> _Exercise tasks_
[a] In the bow press thread, what does hunt4food2 use to cover the end of the press?
[b] Please reproduce the bow press thread from "## jalopyspeed (Apr" to "into that felt.".
[c] Write the next part of the bow press thread, picking up where it stops.

> _Document text_
•••••

# $16 dollar press



## murk_man2001 (Mar 4, 2006)

post up some pics,sounds like a great idea to pack in the bag for them up north trips.


----------



## mattbrewer320 (Oct 29, 2009)

Here are a few pics....




























Not the coolest looking press, but it works pretty well for what it is.


----------



## Petapal (Nov 29, 2007)

Thats what I call good ole American ingenuity.Nice job.


----------



## skynight (Nov 5, 2003)

Great idea. Might put a little of that felt on the chain link that is touching the v of the limb.


----------



## jdamet (Jul 25, 2009)

I am going to make one of these tomorrow. I have just been using a ratchet strap, but I hate releasing that thing! 
I am going to use rubber tubing in place of the felt though. With my luck, the threads on the bolt will cut through the felt and tape and scar my limbs all to heck! And I have rubber tubing in the garage.
I am also going to use some shrink wrap on the first 4 inches of chain on each side, to keep it from scratching the limb.


----------



## millertimewow (Nov 16, 2009)

Good job great idea


----------



## jalopyspeed (Apr 16, 2010)

looks good, might be better if you could get some solid rod for the ends instead of those bolts


----------



## mattbrewer320 (Oct 29, 2009)

Yeah I'm gonna try to figure something out to cover the bolts a little better. The felt is pretty much worthless, but the electric tape has done well. I haven't really thought about covering the chain link.....probably not a bad idea to cover it some way too. I'm looking for something solid to replace the bolts, but haven't found the solution yet. As long as the electric tape is pretty thick i don't think it will be a problem. I'v pressed my bow about 5 times now with this thing. Each time I've been checking for any marks on the limbs or the bolts. The only marks are on the bolt where the chain link is pulling into that felt.


----------



## hunt4food2 (Jan 8, 2008)

I use old garden hose to cover the end of my press.


----------



## WYelkhunter (Mar 26, 2006)

damn,, that is one of those,,, why didn't I think of that,,,, ideas. Nice work


----------



## curt514 (Feb 20, 2010)

•••••

> _Recorded information_
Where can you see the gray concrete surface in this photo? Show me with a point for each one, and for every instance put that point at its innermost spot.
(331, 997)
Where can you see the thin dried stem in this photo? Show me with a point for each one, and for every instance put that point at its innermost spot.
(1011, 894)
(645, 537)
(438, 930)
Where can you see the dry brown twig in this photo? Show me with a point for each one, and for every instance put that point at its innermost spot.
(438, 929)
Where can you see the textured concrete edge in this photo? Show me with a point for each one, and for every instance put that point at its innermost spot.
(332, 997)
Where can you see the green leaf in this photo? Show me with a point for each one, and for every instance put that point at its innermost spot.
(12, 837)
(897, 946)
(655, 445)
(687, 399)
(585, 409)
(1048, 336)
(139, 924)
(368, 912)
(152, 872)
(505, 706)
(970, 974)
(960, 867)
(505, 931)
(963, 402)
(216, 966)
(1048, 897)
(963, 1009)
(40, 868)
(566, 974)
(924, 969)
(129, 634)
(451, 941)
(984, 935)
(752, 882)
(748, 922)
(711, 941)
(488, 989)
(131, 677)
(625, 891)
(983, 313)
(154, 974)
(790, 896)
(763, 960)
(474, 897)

•••••

> _Answers in order_
[a] Old garden hose.

[b]
## jalopyspeed (Apr 16, 2010)

looks good, might be better if you could get some solid rod for the ends instead of those bolts


----------



## mattbrewer320 (Oct 29, 2009)

Yeah I'm gonna try to figure something out to cover the bolts a little better. The felt is pretty much worthless, but the electric tape has done well. I haven't really thought about covering the chain link.....probably not a bad idea to cover it some way too. I'm looking for something solid to replace the bolts, but haven't found the solution yet. As long as the electric tape is pretty thick i don't think it will be a problem. I'v pressed my bow about 5 times now with this thing. Each time I've been checking for any marks on the limbs or the bolts. The only marks are on the bolt where the chain link is pulling into that felt.

[c]
You can find "Plasti-dip" in aerosol cans in some hardware stores. It is a spray coating for tool handles. They also have the dip form in cans. You could either dip the ends of the chain and the bolts or spray them. This finish can be built up to what ever thickness you want as long as you let it set up before you recoat. This should help protect your limbs and provide a non-slip finish.


----------



## Drawin Deadly (Jan 15, 2009)

Thats awesome.


----------



## OmarH (May 4, 2010)

Thats a great idea!!


----------



## madriver (Feb 19, 2010)

you can also go to a good electrician store and get the thick heat shrink in the size it just fits over the chain and shrink it to the almost very end. (leaving the loop at the end) it keeps the chain semi rigid and wont mark anything up. wont have to shrink it all up but the last 4 inches or so. can also use it on solid rod that you end up using for the back of the limb also.


----------



## bowgramp59 (Apr 12, 2007)

mine is the same consept but i use 5/16 all thread all padded with clear rubber hose so not to scratch the bow, have to remove the sts when pressing!


----------



## Steve Walters (Jun 23, 2006)

Looks like it will work, but I don't like how this link (on both limbs) is putting a lot of pressure on the fork of the limb. (Historically a weak spot) You can see that the chain and this last link are not parallel to each other. I would wrap that link with padding, or better yet have it not touch the limb itself somehow.

This would worry me.


----------



## ruttnwapati (Sep 22, 2008)

Looks like it's working to me. It's a winner. Pretty straight forward idea!!! Thanks for posting this truley portable press. Making one for taking to the field tomarrow.:darkbeer:


----------



## WYelkhunter (Mar 26, 2006)

shouldn't be putting any more preasure on that part of the limb than the small cable on the Bowmaster Press does.




Steve Walters said:


> Looks like it will work, but I don't like how this link (on both limbs) is putting a lot of pressure on the fork of the limb. (Historically a weak spot) You can see that the chain and this last link are not parallel to each other. I would wrap that link with padding, or better yet have it not touch the limb itself somehow.
> 
> This would worry me.


----------



## YankeeRebel (Dec 30, 2005)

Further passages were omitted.